Work to complete:
Copy every one of the entries below word for word, but leave out the pictures.

Items:
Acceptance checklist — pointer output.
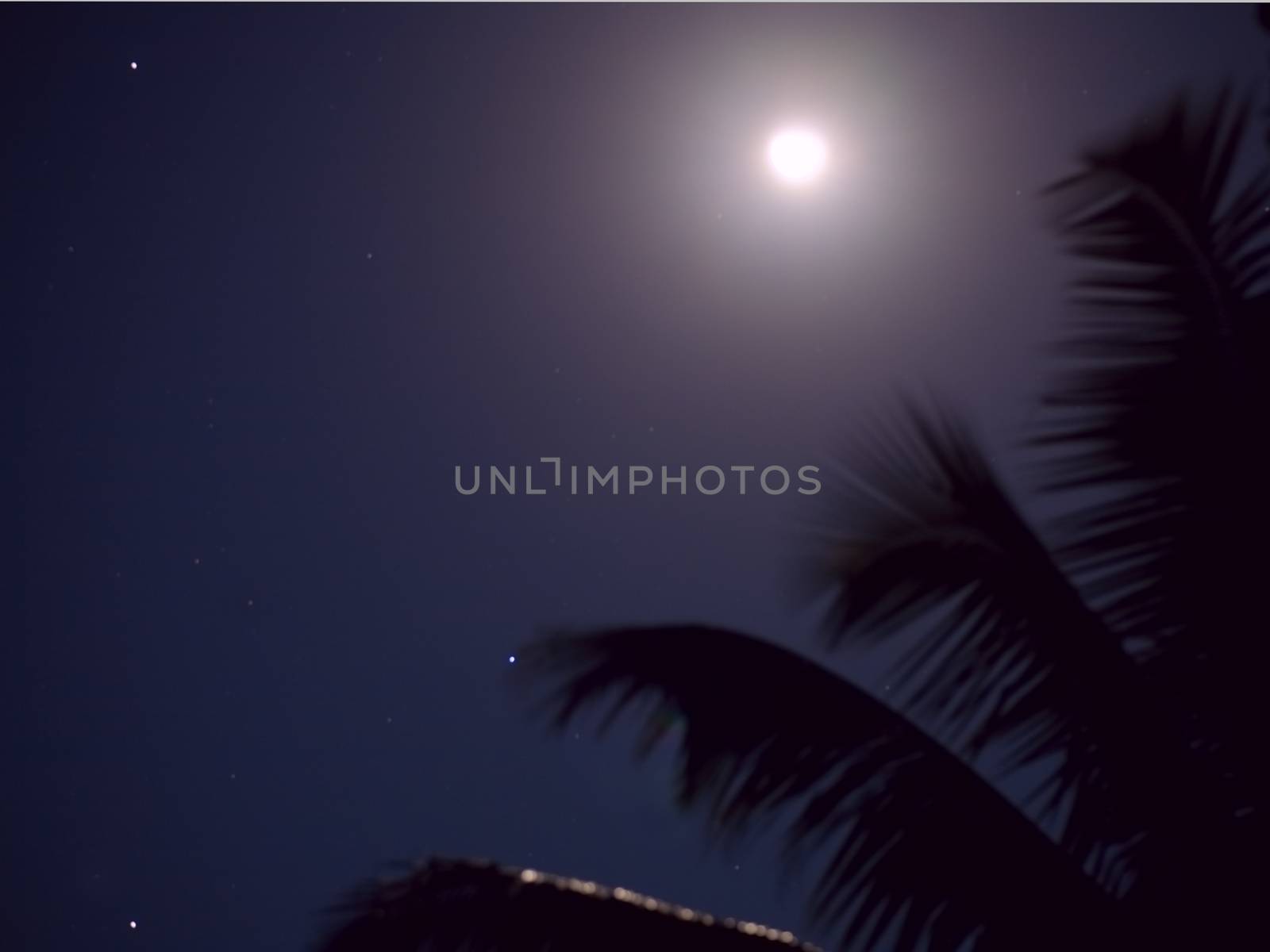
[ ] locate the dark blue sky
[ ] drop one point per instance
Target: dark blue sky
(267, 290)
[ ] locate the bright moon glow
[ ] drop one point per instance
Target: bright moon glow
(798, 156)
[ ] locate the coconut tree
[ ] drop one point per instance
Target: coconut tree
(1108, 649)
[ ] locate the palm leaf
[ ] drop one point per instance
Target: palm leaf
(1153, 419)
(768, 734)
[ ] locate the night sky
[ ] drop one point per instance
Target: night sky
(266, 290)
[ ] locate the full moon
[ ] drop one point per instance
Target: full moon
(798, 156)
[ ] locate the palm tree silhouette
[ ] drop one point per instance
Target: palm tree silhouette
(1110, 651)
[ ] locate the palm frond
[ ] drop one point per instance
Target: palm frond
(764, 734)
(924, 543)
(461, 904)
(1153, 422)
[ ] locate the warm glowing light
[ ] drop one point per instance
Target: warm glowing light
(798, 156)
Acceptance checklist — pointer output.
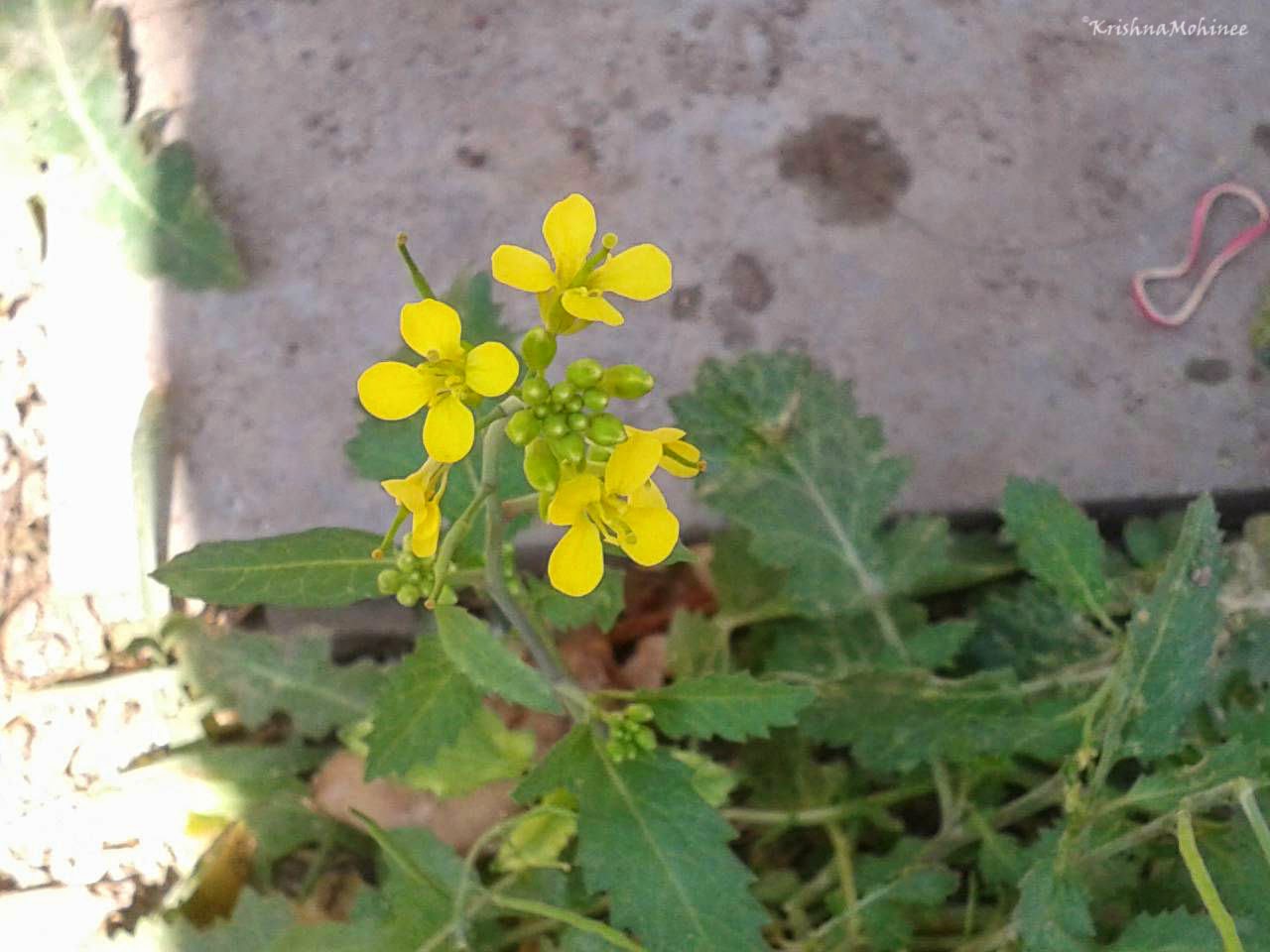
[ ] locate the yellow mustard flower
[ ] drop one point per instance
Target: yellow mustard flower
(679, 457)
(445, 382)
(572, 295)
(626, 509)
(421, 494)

Expected output:
Acceptance checklist — pointer output.
[ ] locate the dark blue sky
[ ] drop one point per instance
Target: dark blue sky
(267, 290)
[ ] locate the bright moon glow
[ ] drop one point per instance
Target: bright moon glow
(798, 156)
[ ] locate the coconut tree
[ ] drop one point per instance
Target: coconut tree
(1108, 649)
[ ] locate the palm leaf
[ ] drop one point per instance
Target: palm leaf
(1153, 419)
(768, 734)
[ ] locate the night sky
[ ] drop one point per instance
Target: night sky
(266, 290)
[ ] locate the full moon
[ ] drop one point per instance
Target: full moon
(798, 156)
[ ] locate the palm tree silhouette
[ ] drop one point per instance
Target: palm tree silhouette
(1110, 651)
[ ] locate the palm frond
[ ] drop one point per instance
Target: palm frond
(764, 734)
(924, 543)
(461, 904)
(1153, 422)
[ ] locate the warm glowing light
[ ] drop one point per instance
Target: warm glowing light
(798, 156)
Acceptance checklist — pointer output.
[ ] locate the yellow mustard flower
[ ] drop one point per instance
Target: yellow mustard flower
(679, 457)
(445, 382)
(572, 295)
(626, 509)
(421, 494)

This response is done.